▶ Tareas:
1 > Extrae sin cambios, del fragmento sobre los perros cimarrones, la parte que comienza con las palabras que contienen "Fue tanto el" y termina con "el siglo XIX.".
2 > Según el fragmento sobre los perros cimarrones, ¿por qué los soldados no quisieron volver a repetir la expedición de 1820?
3 > Continúa el fragmento sobre los perros cimarrones a partir de su última oración.

Fue tanto el temor que despertaron los perros a mediados del siglo pasado, que se llegó a disponer el exterminio total de los mismos, “exceptuando los de casta fina, los de agua, los de perdices y los de presa que sirven para resguardo de la casa, pero con prohibición de tenerlos sueltos y obligarlos a mantenerlos con bozal”.
Los perros cimarrones constituían verdaderas plagas en la campaña y lo fueron hasta bien entrado el siglo XIX.
En 1820, el gobierno de Buenos Aires organizó una “expedición” contra los cimarrones; se mataron muchos canes pero los soldados no quisieron regresar a repetir la hazaña porque en la ciudad los muchachos los llamaban “mataperros”. Bernardino Rivadavia promulgó los más variados y extravagantes decretos, entre otros el que disponía la persecución de perros en Buenos Aires porque uno de ellos tuvo el atrevimiento de ladrar el caballo del Presidente, que, siendo mal jinete, dio con su osamenta en el barro.

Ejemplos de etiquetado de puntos

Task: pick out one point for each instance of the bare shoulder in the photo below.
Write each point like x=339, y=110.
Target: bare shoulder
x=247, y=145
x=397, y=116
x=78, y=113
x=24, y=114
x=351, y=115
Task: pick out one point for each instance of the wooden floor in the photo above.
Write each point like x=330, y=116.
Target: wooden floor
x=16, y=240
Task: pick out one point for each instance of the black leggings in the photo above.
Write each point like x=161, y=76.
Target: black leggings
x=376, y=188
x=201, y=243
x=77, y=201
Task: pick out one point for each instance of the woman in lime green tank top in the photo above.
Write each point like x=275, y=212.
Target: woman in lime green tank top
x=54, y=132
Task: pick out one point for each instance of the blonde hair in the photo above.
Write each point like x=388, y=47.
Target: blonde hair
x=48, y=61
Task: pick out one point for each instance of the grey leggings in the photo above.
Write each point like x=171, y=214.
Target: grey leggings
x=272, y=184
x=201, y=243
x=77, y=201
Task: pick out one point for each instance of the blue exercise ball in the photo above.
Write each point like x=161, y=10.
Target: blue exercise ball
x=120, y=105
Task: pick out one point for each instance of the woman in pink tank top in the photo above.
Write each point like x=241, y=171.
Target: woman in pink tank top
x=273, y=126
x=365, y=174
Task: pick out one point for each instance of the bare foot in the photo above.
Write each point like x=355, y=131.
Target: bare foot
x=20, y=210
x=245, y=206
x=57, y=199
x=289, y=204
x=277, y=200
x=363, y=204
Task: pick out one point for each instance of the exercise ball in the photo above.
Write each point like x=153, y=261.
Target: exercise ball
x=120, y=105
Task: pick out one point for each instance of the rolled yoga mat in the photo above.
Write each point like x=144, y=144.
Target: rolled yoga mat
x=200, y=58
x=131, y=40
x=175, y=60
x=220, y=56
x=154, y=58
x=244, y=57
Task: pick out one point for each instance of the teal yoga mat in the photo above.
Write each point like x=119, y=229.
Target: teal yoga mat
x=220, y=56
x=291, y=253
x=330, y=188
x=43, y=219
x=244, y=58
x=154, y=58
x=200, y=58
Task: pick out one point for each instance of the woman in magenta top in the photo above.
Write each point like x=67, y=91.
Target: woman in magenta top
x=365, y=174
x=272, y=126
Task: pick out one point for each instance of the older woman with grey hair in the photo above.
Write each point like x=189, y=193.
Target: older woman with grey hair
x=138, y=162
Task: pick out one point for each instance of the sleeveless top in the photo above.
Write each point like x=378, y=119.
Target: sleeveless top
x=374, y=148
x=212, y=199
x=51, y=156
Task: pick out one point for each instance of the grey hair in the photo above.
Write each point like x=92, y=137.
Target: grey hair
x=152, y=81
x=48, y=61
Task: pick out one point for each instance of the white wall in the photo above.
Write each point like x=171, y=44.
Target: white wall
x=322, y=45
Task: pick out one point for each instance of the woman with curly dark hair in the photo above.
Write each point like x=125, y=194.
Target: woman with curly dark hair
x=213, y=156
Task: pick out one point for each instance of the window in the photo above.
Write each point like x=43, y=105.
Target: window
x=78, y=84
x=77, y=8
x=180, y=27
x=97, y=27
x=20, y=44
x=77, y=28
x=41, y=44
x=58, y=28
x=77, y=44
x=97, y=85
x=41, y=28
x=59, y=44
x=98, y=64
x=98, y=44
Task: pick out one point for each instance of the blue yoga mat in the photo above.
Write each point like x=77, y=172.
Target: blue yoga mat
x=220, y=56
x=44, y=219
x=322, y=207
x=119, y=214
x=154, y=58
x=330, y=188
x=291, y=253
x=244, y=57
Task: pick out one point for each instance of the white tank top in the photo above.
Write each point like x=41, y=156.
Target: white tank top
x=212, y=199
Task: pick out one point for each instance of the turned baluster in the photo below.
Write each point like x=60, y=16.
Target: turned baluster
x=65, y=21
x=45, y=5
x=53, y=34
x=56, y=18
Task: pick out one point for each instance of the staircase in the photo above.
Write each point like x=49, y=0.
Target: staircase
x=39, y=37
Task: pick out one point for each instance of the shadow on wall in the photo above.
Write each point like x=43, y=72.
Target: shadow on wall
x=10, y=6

▶ Respuestas por tarea:
1 >
Fue tanto el temor que despertaron los perros a mediados del siglo pasado, que se llegó a disponer el exterminio total de los mismos, “exceptuando los de casta fina, los de agua, los de perdices y los de presa que sirven para resguardo de la casa, pero con prohibición de tenerlos sueltos y obligarlos a mantenerlos con bozal”.
Los perros cimarrones constituían verdaderas plagas en la campaña y lo fueron hasta bien entrado el siglo XIX.

2 > Porque en la ciudad los muchachos los llamaban "mataperros".

3 >
Esto permitió que al día siguiente, barras de chicos se divirtieran recorriendo las calles de Buenos Aires en persecución de “perros ladradores de caballos”, sobre todo si eran el “caballo del presidente”. Tal vez por esta condición dañina de los perros, que se alimentaban de vacunos y lanares, como si fueran fieras, nuestros criollos nunca les tuvieron demasiado cariño.
Al perro se lo tolera al lado del hombre de campo, pero sin provocar los extremos de mimos y cariño que otros pueblos, especialmente los anglosajones, suelen dedicarles.
Cuando Sarmiento salió con aquello de “sed compasivos con los animales”, todo Buenos Aires se rió; el argentino era uno de los pueblos más incompasivos con los seres irracionales. Hasta Clemenceau se asombraría del amanera brutal como se domaban los potros, en 1910.
Es significativo que en el “Martín Fierro” nunca se hable de los perros y que pocos personajes célebres de nuestra historia hayan tenido a su lado canes.
Una excepción fue Urquiza, que siempre tenía dos o tres muy grandes y los llevaba en sus campañas; el más conocido era uno llamado “Purvis”, tal vez en recuerdo del almirante inglés que mandó una de las flotas bloqueadora del Río de la Plata.
En la historia americana y argentina el perro evolucionó de ser un terrible cazador de hombres y plaga de la campaña hasta el fiel y agradable compañero que es hoy.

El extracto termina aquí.